> _PROBLEM DETAILS_
Without omitting anything, retype the data that follows.

> _DATASET RECORDS_
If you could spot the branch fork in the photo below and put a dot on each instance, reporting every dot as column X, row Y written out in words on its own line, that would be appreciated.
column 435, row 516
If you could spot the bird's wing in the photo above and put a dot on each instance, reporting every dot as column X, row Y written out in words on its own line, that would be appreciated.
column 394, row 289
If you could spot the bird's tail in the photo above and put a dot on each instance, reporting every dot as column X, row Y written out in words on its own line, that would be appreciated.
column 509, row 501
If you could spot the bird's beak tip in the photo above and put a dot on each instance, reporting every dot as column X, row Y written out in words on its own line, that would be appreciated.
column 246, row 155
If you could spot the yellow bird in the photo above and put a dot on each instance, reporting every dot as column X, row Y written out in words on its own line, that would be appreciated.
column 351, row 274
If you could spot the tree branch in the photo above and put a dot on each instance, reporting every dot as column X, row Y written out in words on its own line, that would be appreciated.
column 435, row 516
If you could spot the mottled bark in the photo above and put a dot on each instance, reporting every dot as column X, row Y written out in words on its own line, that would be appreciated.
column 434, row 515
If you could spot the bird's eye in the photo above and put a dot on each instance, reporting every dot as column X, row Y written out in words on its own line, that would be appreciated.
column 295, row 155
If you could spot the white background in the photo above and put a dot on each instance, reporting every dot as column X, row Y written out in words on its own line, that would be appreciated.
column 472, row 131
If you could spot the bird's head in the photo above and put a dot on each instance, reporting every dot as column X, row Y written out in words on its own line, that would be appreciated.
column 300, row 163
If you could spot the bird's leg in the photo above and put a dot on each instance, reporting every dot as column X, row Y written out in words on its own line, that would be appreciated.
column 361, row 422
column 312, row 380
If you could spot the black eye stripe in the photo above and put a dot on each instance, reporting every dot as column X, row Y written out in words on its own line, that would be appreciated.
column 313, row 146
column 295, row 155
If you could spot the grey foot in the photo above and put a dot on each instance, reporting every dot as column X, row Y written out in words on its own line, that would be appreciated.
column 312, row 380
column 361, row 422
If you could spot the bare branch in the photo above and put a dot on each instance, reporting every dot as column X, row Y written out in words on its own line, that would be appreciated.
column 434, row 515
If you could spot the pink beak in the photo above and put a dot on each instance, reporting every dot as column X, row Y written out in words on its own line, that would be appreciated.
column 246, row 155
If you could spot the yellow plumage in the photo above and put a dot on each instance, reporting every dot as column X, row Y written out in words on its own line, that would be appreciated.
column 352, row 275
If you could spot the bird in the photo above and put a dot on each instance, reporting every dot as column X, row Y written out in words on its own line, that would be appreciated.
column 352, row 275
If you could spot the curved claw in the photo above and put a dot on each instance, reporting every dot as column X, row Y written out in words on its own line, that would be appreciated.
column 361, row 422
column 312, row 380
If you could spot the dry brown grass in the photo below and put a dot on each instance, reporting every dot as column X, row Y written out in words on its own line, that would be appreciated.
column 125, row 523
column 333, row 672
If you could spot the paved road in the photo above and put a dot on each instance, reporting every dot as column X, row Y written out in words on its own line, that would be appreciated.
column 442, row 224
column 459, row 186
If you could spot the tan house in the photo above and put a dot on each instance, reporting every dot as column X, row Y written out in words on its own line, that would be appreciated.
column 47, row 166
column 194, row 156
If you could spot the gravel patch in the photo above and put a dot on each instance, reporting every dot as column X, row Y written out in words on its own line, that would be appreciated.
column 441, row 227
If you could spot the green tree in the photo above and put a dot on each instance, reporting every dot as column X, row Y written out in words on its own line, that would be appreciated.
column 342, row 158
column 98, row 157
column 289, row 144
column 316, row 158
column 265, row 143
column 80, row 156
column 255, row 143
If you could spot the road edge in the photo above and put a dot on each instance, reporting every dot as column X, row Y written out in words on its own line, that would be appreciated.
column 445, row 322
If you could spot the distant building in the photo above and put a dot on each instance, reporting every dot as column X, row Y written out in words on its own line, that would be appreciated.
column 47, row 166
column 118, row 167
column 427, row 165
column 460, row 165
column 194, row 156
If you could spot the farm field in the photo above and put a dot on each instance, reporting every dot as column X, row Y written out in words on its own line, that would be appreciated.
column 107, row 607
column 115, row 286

> _CORRECT RESULT_
If you could spot the branch fork in the photo below and put a dot on each instance, reporting every dot as column X, row Y written out in words on its own line, that would be appreciated.
column 435, row 516
If you could spot the bird's wing in the photo above and put a dot on each instance, reporting every dot as column X, row Y written out in words on its own line, that would be appreciated.
column 394, row 289
If you could spot the bird's tail in the photo above and put a dot on each instance, reporting every dot as column X, row Y written out in words on its own line, that would be appreciated.
column 509, row 501
If you could spot the bird's beak tip in the photo above and put a dot on each instance, reporting every dot as column X, row Y written out in words on its own line, that would be appreciated.
column 246, row 155
If you could spot the yellow bird in the photo above and put a dot on each instance, reporting every dot as column X, row Y written out in words on its own line, that would be appreciated.
column 351, row 274
If you could spot the tree branch in the photo above and put a dot on each instance, reporting every dot as column X, row Y written out in words on its own line, that would be appreciated.
column 435, row 516
If you could spot the mottled bark in the photo above and put a dot on each instance, reporting every dot as column X, row Y written out in words on its own line, that would be appreciated.
column 434, row 515
If you could spot the bird's eye in the photo above and put a dot on each instance, reporting every dot as column X, row Y written out in words on its own line, that would be appreciated.
column 295, row 155
If you could spot the white background in the photo above and put a dot on each instance, reporting every dot as column X, row Y written out in words on its own line, that would be appreciated.
column 472, row 131
If you could spot the bird's head in the photo above and put a dot on each instance, reporting every dot as column X, row Y written out in words on its own line, that would be appreciated.
column 300, row 163
If you could spot the bird's leg in the photo above and put a dot on each instance, reporting every dot as column X, row Y written out in words on its own line, that would be appreciated.
column 361, row 422
column 312, row 380
If you could spot the black eye stripe in the photo above and put a dot on each instance, reporting every dot as column X, row Y written out in words on its own line, that would be appreciated.
column 313, row 146
column 295, row 155
If you could spot the grey foot in the photo above and put a dot on each instance, reporting every dot as column X, row Y written out in words on its own line, that would be appreciated.
column 312, row 380
column 361, row 422
If you could spot the bare branch in the photo above and put a dot on each instance, reporting every dot as column X, row Y written out in words on its own line, that would be appreciated.
column 434, row 515
If you could spot the pink beak in the photo above and put a dot on each instance, reporting every dot as column X, row Y written out in words on its own line, that would be appreciated.
column 246, row 155
If you could spot the yellow plumage in the photo above and put a dot on each instance, reporting every dot as column X, row Y written out in words on its own line, that would be appreciated.
column 352, row 275
If you could spot the bird in the photo above and put a dot on each instance, reporting every dot as column X, row Y written out in words on its own line, that would be appreciated.
column 352, row 275
If you could spot the curved claw in the photo above and put a dot on each instance, reporting every dot as column X, row Y written out in words on its own line, that would be appreciated.
column 361, row 422
column 312, row 380
If you could spot the dry brown grass in the photo below and put a dot on each instance, reporting every dot as column X, row Y written out in words on its own line, that would be appreciated.
column 125, row 523
column 333, row 672
If you could spot the paved road in the photo above and put a dot on each instance, reporting every dot as column X, row Y written out in words on its own line, that would be appreciated.
column 442, row 224
column 459, row 186
If you could spot the tan house in the photo above and put a dot on each instance, reporting every dot as column X, row Y written out in words on its own line, that would be appreciated.
column 47, row 166
column 194, row 156
If you could spot the gravel patch in the photo above and put a dot on each instance, reporting every dot as column X, row Y written out in words on its own line, that would be appreciated.
column 441, row 227
If you could spot the green tree in the photo above and put a dot on each instance, reporting every dot as column X, row Y written out in words on its own line, that would be appreciated.
column 342, row 158
column 98, row 157
column 289, row 144
column 316, row 158
column 265, row 143
column 80, row 156
column 255, row 143
If you could spot the road edge in the photo above and put a dot on each instance, reporting every dot as column X, row Y written out in words on its own line, that would be appreciated.
column 445, row 322
If you could spot the distant building in the photo above and put a dot on each instance, reporting every dot as column X, row Y written out in words on its own line, that would be appreciated.
column 47, row 166
column 118, row 167
column 427, row 165
column 460, row 165
column 194, row 156
If you could spot the farm field in the photo above and put a dot on each instance, reporting every dot as column X, row Y written out in words on its own line, that would be appreciated.
column 107, row 607
column 115, row 286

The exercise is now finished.